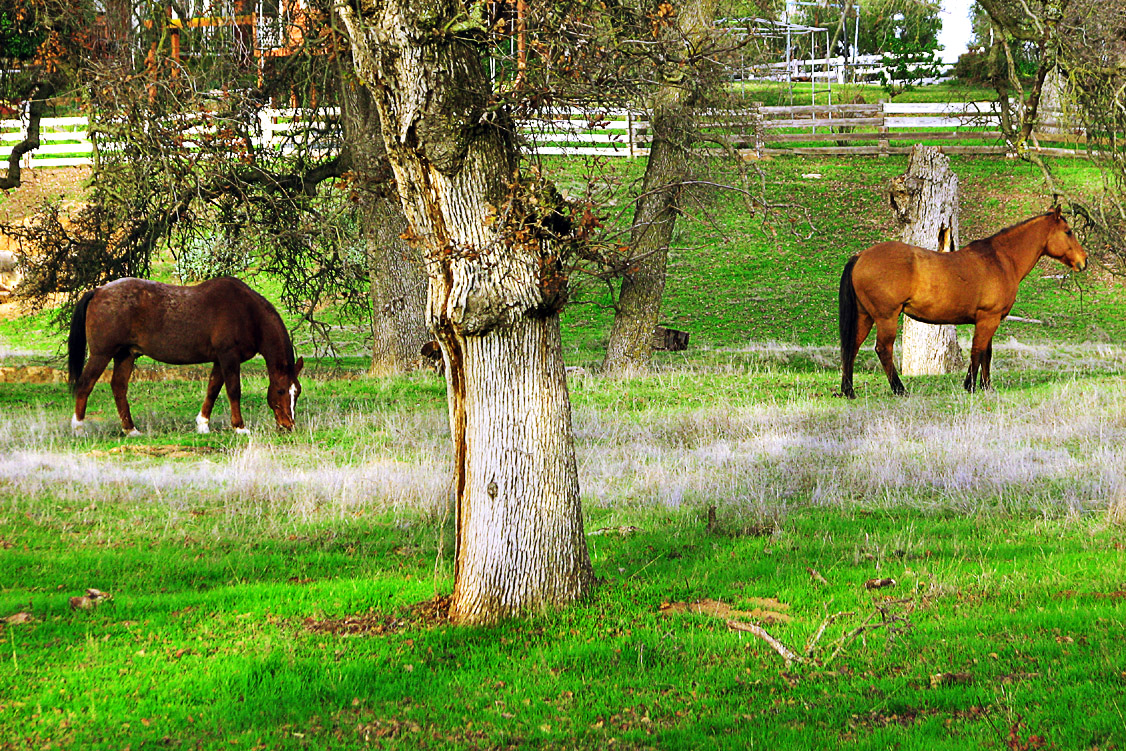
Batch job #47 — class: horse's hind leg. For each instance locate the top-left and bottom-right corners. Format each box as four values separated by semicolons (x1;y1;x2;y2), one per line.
71;355;109;433
962;319;1001;392
196;363;223;432
876;315;908;396
982;339;993;391
109;354;141;438
841;309;873;399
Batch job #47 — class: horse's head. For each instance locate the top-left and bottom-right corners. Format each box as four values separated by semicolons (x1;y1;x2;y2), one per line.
266;357;305;430
1044;206;1087;271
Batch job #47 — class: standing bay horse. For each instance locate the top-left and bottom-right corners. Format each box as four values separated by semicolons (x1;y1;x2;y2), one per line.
68;277;304;436
840;207;1087;399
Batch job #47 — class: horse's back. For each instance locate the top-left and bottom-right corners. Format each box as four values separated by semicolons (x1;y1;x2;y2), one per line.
852;245;929;302
87;277;261;364
852;241;1003;323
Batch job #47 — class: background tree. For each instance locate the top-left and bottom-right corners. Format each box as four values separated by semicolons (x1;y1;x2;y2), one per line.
7;2;428;372
978;0;1126;271
0;0;90;190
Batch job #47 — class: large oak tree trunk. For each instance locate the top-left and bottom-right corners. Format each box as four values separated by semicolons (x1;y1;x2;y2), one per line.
891;145;963;375
337;0;593;623
604;0;716;373
341;81;430;375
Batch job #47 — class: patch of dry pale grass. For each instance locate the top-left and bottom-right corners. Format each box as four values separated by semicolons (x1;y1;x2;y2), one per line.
0;360;1126;521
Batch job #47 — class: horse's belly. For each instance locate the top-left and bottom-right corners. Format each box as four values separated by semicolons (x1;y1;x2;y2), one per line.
903;301;974;323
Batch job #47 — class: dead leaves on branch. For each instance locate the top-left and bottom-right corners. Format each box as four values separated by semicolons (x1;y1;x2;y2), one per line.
70;589;111;610
304;596;453;636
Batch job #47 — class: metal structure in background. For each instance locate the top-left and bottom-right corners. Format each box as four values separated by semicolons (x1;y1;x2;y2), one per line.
717;0;872;105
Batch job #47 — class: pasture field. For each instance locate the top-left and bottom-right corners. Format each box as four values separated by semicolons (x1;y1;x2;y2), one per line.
0;360;1126;749
0;144;1126;751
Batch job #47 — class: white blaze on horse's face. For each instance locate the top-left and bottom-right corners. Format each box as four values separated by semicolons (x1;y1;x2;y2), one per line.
266;381;301;430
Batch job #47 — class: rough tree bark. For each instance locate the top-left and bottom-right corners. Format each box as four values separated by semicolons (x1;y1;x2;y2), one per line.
337;0;593;624
604;0;716;373
891;145;963;375
341;81;430;375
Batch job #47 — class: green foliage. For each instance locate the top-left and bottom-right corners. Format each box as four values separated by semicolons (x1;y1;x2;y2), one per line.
879;37;942;97
0;8;46;61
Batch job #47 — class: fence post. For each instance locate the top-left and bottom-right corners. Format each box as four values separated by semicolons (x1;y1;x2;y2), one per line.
626;108;637;159
750;101;767;159
876;99;891;158
19;100;32;170
258;108;274;151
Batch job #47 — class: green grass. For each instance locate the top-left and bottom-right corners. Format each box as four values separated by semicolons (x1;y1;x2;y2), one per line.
0;499;1126;749
563;150;1126;364
0;86;1126;751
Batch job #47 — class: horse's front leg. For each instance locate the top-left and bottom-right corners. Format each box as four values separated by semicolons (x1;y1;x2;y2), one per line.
221;361;250;432
109;354;141;438
196;363;223;432
876;314;908;396
71;355;109;435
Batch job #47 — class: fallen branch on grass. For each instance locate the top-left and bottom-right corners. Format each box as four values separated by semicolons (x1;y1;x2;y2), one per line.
727;620;805;665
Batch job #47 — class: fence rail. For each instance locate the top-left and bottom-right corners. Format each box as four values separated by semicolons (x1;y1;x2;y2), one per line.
0;101;1088;169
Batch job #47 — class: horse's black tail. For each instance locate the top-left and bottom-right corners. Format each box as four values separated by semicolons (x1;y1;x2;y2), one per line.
839;256;860;366
66;289;98;391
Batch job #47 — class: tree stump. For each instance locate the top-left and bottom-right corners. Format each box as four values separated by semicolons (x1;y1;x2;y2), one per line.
891;145;963;375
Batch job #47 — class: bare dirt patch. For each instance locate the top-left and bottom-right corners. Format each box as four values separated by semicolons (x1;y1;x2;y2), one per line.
0;167;90;222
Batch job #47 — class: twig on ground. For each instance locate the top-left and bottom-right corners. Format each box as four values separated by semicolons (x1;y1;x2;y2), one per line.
727;620;805;665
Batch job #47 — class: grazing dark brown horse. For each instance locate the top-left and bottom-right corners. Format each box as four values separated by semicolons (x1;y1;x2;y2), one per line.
840;207;1087;399
68;277;304;436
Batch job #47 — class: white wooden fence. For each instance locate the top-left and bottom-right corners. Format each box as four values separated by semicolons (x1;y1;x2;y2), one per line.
0;109;340;169
0;101;1087;169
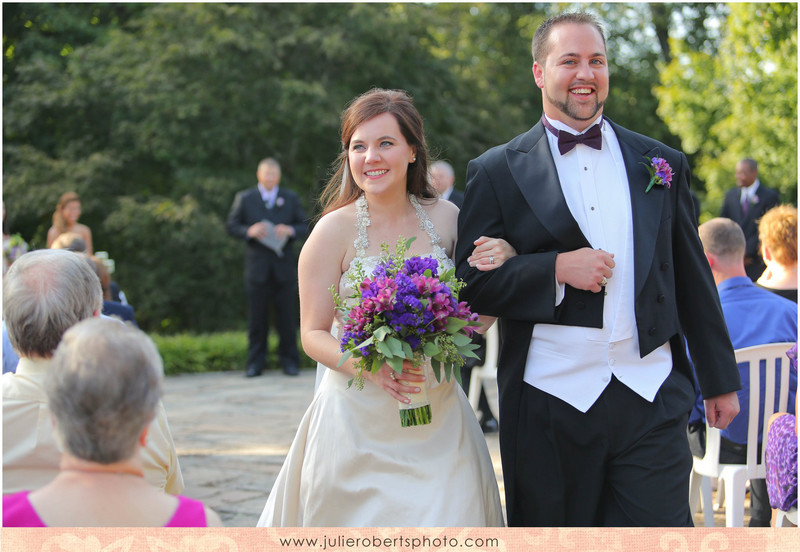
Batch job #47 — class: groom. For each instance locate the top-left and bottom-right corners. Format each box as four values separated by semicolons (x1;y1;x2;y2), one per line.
456;13;740;526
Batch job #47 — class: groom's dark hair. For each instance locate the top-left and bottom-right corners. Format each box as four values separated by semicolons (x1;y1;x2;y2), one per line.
531;12;606;63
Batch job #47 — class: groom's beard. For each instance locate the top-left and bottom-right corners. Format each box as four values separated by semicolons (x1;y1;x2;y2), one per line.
544;88;606;121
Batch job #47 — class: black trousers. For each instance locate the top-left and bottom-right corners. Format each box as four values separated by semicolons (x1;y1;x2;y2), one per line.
686;422;772;527
512;370;694;527
461;333;494;421
245;278;300;371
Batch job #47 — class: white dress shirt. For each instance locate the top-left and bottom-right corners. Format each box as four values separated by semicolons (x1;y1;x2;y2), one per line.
524;118;672;412
258;182;278;207
739;178;761;209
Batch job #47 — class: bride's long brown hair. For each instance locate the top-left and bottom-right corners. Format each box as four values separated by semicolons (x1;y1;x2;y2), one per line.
320;88;437;217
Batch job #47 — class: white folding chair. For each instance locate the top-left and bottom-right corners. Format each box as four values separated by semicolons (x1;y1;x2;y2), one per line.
467;322;500;412
689;342;794;527
775;508;797;527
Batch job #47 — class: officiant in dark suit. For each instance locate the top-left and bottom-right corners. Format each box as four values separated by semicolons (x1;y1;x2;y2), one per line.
456;13;740;526
225;158;308;377
719;158;780;282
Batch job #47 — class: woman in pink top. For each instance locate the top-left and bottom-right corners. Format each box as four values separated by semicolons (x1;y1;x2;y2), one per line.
3;318;222;527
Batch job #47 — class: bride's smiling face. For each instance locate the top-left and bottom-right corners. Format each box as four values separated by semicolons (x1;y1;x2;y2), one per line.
347;113;416;194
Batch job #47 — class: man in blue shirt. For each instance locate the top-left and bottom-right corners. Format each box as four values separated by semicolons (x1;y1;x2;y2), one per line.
689;218;797;527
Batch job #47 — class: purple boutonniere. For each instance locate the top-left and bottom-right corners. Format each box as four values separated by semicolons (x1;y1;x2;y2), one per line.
642;156;672;193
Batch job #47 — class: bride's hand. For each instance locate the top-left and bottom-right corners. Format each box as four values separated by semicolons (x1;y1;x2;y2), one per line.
364;360;425;403
467;236;517;272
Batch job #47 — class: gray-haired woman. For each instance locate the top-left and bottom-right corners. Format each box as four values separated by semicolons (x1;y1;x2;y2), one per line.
3;318;222;527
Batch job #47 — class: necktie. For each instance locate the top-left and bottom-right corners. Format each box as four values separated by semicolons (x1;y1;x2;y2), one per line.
542;115;603;155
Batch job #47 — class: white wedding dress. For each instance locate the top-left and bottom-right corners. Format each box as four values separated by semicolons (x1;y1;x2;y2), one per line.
258;196;503;527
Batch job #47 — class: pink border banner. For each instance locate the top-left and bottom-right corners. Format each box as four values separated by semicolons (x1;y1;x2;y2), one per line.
0;528;800;552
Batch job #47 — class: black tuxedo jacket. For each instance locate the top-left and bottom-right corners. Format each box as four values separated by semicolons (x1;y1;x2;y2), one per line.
225;186;308;283
447;188;464;209
719;182;780;260
456;119;740;516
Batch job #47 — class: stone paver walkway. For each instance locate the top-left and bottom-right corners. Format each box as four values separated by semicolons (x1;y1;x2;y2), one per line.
164;370;503;527
164;369;749;527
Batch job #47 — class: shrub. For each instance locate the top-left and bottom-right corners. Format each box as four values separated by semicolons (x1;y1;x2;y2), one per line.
150;332;317;376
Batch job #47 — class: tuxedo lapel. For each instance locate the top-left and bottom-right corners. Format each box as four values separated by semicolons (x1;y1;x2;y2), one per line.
506;123;591;251
608;121;678;297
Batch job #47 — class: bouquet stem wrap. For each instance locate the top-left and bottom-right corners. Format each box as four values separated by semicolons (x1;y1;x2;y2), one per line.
397;358;433;427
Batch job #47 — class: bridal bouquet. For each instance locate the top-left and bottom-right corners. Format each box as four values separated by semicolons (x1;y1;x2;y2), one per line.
331;237;479;427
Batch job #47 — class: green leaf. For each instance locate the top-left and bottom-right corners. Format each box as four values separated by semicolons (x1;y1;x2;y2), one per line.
386;357;403;374
371;326;392;341
375;341;394;358
444;316;468;334
422;341;442;358
386;336;404;357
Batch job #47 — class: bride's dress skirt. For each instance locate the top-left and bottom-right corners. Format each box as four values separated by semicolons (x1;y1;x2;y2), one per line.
258;367;503;527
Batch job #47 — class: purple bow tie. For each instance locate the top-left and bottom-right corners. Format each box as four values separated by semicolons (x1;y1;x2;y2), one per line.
542;115;603;155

◆ ◆ ◆

The problem
Echo the lines from the line with "Batch job #47 — class: green foliage." up to and including the line with "0;86;1126;751".

Exercise response
Batch job #47 — class: green foliage. For each instance locate the top-left and bottom-right corners. Format each box as four values separated by semicolons (x1;y1;x2;y2), one per line.
879;37;942;97
0;8;46;61
Batch job #47 — class: fence post. For each instance locate the top-left and bottom-right corners. Format each box as four values separated by semicolons (x1;y1;x2;y2), one per line.
626;108;637;159
750;101;767;159
876;99;891;158
19;100;32;170
258;108;274;151
Batch job #47 — class: green grass. For each instance locate the top-left and bottom-right corners. Format each box as four values separated by semicolons (x1;y1;x2;y2), one per line.
0;499;1126;749
563;150;1126;364
0;86;1126;751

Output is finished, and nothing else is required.